TASK INSTRUCTIONS: Rewrite the material below, replacing "red framed window" with "window with a red frame" and leaving everything else unchanged. Omit the pictures.

==================================================

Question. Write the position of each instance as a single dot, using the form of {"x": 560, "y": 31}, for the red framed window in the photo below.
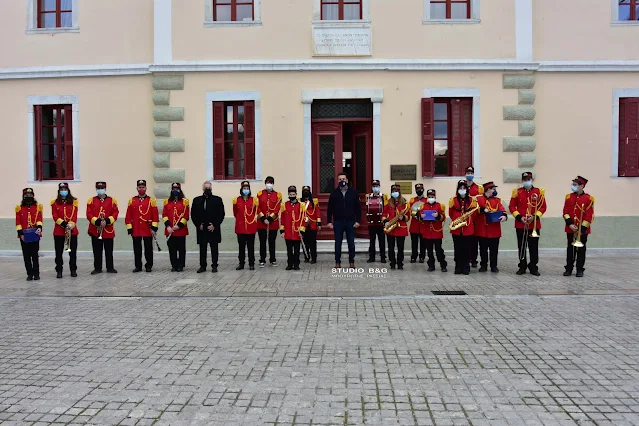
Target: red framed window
{"x": 55, "y": 13}
{"x": 234, "y": 140}
{"x": 628, "y": 10}
{"x": 341, "y": 10}
{"x": 54, "y": 142}
{"x": 449, "y": 9}
{"x": 628, "y": 137}
{"x": 447, "y": 136}
{"x": 232, "y": 10}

==================================================

SOLUTION TO THE EXERCISE:
Question. Write the position of each instance as a single dot, using the form of {"x": 560, "y": 31}, for the window with a red frame in the photo below.
Target: window with a red frame
{"x": 55, "y": 13}
{"x": 234, "y": 140}
{"x": 628, "y": 10}
{"x": 341, "y": 10}
{"x": 54, "y": 142}
{"x": 449, "y": 9}
{"x": 628, "y": 137}
{"x": 447, "y": 136}
{"x": 232, "y": 10}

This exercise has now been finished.